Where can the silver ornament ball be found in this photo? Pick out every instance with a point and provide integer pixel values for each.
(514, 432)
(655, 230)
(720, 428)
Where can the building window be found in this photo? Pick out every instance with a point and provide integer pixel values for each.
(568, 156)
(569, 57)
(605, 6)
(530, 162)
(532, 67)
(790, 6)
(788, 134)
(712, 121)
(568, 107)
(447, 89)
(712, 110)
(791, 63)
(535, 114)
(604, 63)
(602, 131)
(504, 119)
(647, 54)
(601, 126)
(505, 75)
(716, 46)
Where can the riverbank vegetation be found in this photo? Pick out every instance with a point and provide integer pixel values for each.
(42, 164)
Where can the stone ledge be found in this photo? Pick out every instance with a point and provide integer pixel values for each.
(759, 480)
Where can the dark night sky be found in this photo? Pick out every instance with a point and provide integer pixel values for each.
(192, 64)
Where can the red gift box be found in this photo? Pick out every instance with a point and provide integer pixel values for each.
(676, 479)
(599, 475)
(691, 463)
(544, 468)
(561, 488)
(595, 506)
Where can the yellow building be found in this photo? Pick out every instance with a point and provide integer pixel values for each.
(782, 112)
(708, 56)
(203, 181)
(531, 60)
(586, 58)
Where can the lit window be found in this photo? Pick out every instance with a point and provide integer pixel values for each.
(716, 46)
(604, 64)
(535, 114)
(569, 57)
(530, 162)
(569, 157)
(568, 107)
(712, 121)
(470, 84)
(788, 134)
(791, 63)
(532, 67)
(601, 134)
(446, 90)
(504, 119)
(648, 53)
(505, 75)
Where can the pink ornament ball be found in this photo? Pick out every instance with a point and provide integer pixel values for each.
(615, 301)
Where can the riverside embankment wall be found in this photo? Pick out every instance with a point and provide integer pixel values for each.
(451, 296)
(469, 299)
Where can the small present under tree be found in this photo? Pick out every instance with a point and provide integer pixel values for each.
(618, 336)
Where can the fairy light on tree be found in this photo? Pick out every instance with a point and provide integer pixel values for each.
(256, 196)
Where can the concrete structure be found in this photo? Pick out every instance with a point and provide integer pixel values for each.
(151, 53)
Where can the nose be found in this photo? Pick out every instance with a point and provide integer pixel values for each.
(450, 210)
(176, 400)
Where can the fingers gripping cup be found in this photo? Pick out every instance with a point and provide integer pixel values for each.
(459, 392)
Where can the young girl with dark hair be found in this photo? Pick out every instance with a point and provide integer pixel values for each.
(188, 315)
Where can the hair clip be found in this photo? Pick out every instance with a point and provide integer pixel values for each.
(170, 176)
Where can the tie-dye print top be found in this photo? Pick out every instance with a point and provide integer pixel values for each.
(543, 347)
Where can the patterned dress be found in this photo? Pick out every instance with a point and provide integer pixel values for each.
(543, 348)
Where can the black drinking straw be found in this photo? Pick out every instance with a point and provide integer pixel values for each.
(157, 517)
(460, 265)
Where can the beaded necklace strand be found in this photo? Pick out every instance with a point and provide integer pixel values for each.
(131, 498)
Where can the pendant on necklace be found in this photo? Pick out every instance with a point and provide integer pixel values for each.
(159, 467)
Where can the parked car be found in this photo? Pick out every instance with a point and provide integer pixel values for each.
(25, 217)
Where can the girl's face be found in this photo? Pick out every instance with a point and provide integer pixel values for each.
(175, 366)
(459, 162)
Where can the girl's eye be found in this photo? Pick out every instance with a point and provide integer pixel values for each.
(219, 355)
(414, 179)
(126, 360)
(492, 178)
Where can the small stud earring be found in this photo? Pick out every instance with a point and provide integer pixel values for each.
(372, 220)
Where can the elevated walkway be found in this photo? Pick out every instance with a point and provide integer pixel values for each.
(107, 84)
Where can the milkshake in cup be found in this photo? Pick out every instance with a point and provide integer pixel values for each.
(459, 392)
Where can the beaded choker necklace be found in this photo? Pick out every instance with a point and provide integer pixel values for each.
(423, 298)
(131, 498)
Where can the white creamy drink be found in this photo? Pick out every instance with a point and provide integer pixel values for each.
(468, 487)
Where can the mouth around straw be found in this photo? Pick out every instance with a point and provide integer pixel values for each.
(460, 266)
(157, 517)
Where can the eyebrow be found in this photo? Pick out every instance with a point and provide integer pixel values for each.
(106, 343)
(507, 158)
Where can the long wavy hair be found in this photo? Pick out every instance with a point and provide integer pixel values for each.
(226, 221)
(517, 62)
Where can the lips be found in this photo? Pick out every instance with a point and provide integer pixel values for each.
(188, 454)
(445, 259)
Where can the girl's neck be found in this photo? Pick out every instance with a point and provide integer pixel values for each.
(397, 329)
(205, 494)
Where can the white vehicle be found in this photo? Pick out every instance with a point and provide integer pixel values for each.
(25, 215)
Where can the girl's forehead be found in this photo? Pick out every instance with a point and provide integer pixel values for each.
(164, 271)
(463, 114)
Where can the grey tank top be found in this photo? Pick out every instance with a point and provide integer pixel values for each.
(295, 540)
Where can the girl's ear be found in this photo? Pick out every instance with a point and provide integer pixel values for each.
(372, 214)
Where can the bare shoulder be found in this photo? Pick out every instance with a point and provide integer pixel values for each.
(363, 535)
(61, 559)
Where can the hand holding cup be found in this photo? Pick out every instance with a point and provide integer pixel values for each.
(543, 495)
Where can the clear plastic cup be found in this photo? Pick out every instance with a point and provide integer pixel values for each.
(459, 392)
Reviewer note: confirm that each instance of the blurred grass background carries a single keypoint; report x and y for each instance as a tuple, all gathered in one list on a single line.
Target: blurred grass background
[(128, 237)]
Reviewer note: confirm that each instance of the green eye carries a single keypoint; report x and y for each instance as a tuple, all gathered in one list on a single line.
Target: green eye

• • • • • • •

▶ [Task to carry out]:
Rescale the lines from the one containing "Where can the girl's neck" through the end of the records, both ends included. Reproduce every line, the asking lines unchanged, but multiply each point coordinate in the answers by 0.4 and round it to a whole number, with halves rounding up.

▶ [Written solution]:
Where can the girl's neck be found in this photo? Pick out every instance with a point and provide integer pixel values for each.
(159, 132)
(82, 198)
Where can the white vehicle be found in this photo? Pick out every instance with a point and provide integer pixel values for each.
(10, 86)
Where can the girl's forehead be found in this photo? Pick out every instance with a point and provide integer pixel values for each.
(66, 108)
(185, 46)
Where can the grey tank top be found in this photo? Pick out every instance with a point and provide integer pixel values for each.
(118, 216)
Where can the girl's ear be found in this photo? Pick out every instance with a point and provide integer pixel values for each.
(149, 86)
Where can the bare shoulder be found in this photo? Pick out every instance with a point and provide integer pixel values for each.
(145, 214)
(24, 224)
Where can the hand holding cup be found in this photo? Pick out every instance with a point and provide integer pixel values for each.
(217, 198)
Where can the clear plastic cup be found in this photo? Pick out every instance with a point and provide integer pixel values for each.
(184, 157)
Reviewer note: confirm that each instance of the blurred grass background carries a single keypoint; report x and y for each instance as a tuple, all gathered in one list on a single line.
Target: blurred grass background
[(51, 95)]
Reviewer note: confirm that each instance of the green eye carries a single keypoint; report x and y for each instance as a tuple, all gathered in one list on a single line.
Target: green eye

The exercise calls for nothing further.